Copy out verbatim the portion of the items below that opens with the line containing "finding the dry" and closes with the line containing "[0,0,133,94]", including both of those lines.

______________________________

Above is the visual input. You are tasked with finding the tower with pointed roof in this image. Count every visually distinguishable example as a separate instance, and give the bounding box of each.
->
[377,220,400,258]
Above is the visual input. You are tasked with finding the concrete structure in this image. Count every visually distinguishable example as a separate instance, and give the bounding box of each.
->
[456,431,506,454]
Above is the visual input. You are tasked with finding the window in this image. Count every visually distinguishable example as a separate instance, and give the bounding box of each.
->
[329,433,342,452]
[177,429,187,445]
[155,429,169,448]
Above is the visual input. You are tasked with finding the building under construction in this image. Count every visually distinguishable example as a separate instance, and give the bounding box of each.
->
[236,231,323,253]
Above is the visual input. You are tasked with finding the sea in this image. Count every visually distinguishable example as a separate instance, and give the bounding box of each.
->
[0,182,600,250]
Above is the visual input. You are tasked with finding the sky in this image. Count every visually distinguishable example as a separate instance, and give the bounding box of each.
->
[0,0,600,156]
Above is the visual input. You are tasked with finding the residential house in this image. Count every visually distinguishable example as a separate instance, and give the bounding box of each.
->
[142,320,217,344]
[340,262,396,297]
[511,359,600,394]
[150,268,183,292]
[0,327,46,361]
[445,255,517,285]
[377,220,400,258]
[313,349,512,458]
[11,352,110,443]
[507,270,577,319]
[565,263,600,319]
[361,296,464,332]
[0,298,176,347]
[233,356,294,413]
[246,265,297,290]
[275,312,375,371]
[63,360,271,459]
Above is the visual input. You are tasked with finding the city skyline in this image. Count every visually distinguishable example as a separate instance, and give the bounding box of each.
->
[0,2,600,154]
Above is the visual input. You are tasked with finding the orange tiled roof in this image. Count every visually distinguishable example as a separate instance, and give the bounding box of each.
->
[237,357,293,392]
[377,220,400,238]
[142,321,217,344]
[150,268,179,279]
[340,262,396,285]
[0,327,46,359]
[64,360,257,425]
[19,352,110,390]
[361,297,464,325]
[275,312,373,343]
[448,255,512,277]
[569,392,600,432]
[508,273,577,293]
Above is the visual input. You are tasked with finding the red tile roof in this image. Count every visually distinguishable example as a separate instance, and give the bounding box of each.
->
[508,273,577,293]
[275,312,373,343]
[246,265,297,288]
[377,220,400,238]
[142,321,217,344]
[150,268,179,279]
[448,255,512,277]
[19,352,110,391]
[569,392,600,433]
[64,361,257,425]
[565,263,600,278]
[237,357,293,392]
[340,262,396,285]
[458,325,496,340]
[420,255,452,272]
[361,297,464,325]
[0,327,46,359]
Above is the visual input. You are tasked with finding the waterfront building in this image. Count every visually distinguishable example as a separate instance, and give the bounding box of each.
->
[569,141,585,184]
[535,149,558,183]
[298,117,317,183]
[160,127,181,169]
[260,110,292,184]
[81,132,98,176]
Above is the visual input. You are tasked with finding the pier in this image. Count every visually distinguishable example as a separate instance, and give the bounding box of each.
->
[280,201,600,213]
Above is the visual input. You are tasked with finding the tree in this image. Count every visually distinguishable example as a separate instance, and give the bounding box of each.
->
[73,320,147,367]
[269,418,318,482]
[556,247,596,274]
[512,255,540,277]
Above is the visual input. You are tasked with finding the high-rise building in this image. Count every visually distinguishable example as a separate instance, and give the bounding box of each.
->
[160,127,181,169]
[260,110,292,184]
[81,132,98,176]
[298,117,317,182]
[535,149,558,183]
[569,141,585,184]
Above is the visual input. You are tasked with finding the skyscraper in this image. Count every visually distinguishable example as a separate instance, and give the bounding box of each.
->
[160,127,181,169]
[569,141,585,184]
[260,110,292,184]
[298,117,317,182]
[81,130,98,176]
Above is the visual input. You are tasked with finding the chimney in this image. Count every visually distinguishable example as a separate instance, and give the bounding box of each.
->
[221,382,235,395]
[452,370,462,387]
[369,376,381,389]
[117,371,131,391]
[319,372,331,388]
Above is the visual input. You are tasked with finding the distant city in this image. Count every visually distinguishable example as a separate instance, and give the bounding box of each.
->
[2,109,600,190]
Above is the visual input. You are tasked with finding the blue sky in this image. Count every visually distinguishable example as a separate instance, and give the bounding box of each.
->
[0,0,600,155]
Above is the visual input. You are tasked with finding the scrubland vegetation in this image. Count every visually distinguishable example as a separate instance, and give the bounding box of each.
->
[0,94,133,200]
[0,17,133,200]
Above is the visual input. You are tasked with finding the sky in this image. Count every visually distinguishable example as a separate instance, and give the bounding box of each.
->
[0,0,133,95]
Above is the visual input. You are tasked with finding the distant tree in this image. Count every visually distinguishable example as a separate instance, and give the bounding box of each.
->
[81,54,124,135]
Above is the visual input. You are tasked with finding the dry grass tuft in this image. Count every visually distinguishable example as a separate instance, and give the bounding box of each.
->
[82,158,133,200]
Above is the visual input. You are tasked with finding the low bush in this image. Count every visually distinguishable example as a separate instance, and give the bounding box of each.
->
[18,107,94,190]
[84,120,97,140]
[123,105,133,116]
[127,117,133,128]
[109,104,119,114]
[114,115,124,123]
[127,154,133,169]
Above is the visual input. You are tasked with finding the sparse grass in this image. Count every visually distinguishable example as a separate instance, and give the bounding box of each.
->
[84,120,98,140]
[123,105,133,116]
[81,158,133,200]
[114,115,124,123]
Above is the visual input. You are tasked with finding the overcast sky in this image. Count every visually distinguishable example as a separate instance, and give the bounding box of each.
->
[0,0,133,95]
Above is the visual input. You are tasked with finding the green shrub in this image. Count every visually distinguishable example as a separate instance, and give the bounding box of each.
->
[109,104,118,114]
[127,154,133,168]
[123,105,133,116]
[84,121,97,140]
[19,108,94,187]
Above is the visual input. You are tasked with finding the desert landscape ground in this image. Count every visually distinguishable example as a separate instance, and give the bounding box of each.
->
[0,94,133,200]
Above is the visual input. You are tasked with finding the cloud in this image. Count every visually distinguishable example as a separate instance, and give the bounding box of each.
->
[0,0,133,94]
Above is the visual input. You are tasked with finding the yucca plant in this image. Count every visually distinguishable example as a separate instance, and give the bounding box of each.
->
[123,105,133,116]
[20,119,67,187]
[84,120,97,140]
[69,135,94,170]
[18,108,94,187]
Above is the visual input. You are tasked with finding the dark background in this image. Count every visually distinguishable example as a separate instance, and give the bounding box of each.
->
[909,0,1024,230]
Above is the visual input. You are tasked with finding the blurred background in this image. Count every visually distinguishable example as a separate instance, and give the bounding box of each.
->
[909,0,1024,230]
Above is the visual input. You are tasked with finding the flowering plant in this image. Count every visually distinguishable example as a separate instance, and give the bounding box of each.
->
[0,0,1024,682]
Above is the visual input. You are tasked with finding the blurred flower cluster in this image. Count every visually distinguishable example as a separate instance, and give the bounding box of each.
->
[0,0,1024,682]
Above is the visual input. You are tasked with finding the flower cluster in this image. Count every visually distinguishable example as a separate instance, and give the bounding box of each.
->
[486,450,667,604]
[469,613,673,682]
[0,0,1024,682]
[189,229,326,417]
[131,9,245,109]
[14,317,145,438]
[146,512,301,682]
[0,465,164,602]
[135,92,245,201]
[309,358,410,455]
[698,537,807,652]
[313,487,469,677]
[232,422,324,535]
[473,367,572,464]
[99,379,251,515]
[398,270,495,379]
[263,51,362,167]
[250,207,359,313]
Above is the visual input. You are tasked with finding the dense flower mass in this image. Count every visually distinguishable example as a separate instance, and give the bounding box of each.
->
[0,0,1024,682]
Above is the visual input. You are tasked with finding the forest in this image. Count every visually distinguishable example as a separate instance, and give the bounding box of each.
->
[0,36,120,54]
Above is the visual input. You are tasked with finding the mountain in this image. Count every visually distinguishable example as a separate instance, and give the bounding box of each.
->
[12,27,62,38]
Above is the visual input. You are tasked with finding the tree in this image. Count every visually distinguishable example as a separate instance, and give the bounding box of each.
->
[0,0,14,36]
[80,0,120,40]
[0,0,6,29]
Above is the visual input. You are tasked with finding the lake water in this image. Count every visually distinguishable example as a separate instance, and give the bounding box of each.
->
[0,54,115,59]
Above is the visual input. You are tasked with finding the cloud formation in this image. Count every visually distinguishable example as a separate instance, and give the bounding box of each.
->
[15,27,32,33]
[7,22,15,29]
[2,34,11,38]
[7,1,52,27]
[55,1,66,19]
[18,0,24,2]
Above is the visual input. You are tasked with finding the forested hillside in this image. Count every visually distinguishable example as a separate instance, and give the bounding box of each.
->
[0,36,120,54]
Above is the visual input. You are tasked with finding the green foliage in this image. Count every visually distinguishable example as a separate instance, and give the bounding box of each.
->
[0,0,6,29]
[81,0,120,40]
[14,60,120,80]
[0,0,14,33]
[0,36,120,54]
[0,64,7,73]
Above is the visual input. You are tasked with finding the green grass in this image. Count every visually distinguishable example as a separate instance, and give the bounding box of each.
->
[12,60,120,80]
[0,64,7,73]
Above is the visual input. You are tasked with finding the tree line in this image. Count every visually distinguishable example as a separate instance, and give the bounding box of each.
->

______________________________

* COMPLETE RESPONSE *
Above is the visual input. You are tasked with finding the dry grass tuft in this image. Count every visually distinguishable example as a separate instance, and give the bounding box of each.
->
[82,158,133,200]
Above is the visual input. You are tasked with finding the low bush in this image. Count every visually distinguishable example as a separate instance, and give the bounding box of each.
->
[18,107,94,190]
[84,120,97,140]
[123,105,133,116]
[127,117,133,128]
[109,104,119,114]
[114,115,124,123]
[127,154,133,169]
Above is the visual input. You are tasked with finding the sparse grass in this image. Count every visually distinguishable example as a separate instance, and give the bounding box of each.
->
[84,120,98,140]
[123,105,133,116]
[81,158,133,200]
[114,115,124,123]
Above is the visual input. You are tasked with finding the overcast sky in this image. Count every visually distinguishable example as a separate instance, and give the bounding box of each.
->
[0,0,133,95]
Above is the visual input. You are tasked with finding the green shrub in this image. Count every visually distinguishable example as a separate instance, and give the bounding box of each.
->
[109,104,118,114]
[127,154,133,168]
[123,105,133,116]
[84,121,97,140]
[19,108,94,187]
Above is the visual input. You are tasked with finding the desert landscape ground in this image. Count every visually distinguishable example as a separate instance, and give the bounding box of each.
->
[0,94,133,200]
Above is the visual input. You are tasked with finding the cloud in this image. Count every visually distinguishable example as a separate instance, and give the bounding box of each.
->
[0,0,133,94]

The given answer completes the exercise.